Incarceration Plays a Role in Incidence of HIV Among African-Americans: Better Prevention Needed In Prisons
High-Risk Behaviors In and Out of Incarcerated Settings for African-American Men Treated for HIV at 3 Los Angeles Public Medical Centers.
This research describes high-risk sexual and drug-using behaviors in and out of incarceration and evaluates the contribution of these behaviors to HIV risk for African-American men receiving HIV care at 3 public medical centers in Los Angeles County, California.
A case-control study was conducted in which 305 neighborhood controls, ages 20-49, were frequency-matched by age.
Thirty-one percent of HIV-infected men who self-identified as heterosexual reported anal sex with a man while not incarcerated. Of those with a history of incarceration(n=332), 23% of the cases and 9% of the controls reported anal sex while incarcerated(adjusted OR=1.1; 95% CI:0.6, 2.2). Most(90%) of the anal sex during incarceration occurred without condoms. The percentage reporting anal sex with men decreased for all sexual orientations during incarceration. Sexual and drug using behaviors during incarceration were not associated with HIV infection.

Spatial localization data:
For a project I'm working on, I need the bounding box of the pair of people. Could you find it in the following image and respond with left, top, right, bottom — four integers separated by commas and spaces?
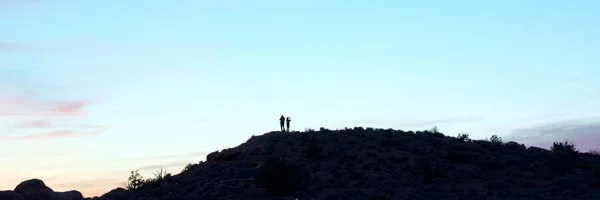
279, 115, 292, 132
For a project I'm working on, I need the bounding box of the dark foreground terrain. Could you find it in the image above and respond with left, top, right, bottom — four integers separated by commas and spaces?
0, 127, 600, 200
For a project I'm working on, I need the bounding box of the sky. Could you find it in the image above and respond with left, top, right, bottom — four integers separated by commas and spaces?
0, 0, 600, 196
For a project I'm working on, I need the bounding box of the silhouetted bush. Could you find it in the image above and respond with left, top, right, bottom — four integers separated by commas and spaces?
319, 127, 330, 132
254, 158, 309, 196
456, 133, 471, 142
550, 141, 579, 155
504, 141, 527, 150
354, 126, 365, 131
181, 163, 194, 172
125, 170, 146, 191
207, 149, 242, 162
206, 150, 219, 161
527, 146, 548, 154
550, 141, 579, 174
304, 139, 323, 159
446, 151, 471, 162
490, 135, 502, 145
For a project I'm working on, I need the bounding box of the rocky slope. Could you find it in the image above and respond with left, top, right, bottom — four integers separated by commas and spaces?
0, 127, 600, 200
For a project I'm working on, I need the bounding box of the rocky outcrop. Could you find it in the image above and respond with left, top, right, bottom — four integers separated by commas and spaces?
0, 179, 83, 200
0, 191, 25, 200
5, 127, 600, 200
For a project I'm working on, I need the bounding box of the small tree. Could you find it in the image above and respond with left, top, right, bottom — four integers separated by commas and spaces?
125, 170, 145, 190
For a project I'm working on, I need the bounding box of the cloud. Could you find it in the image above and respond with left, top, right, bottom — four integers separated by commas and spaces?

What to do:
Rewrite the passage on HIV and incarceration from "Incarceration Plays a" to "Angeles County, California.", with "San Diego" in place of "Los Angeles".

Finished exercise:
Incarceration Plays a Role in Incidence of HIV Among African-Americans: Better Prevention Needed In Prisons
High-Risk Behaviors In and Out of Incarcerated Settings for African-American Men Treated for HIV at 3 San Diego Public Medical Centers.
This research describes high-risk sexual and drug-using behaviors in and out of incarceration and evaluates the contribution of these behaviors to HIV risk for African-American men receiving HIV care at 3 public medical centers in San Diego County, California.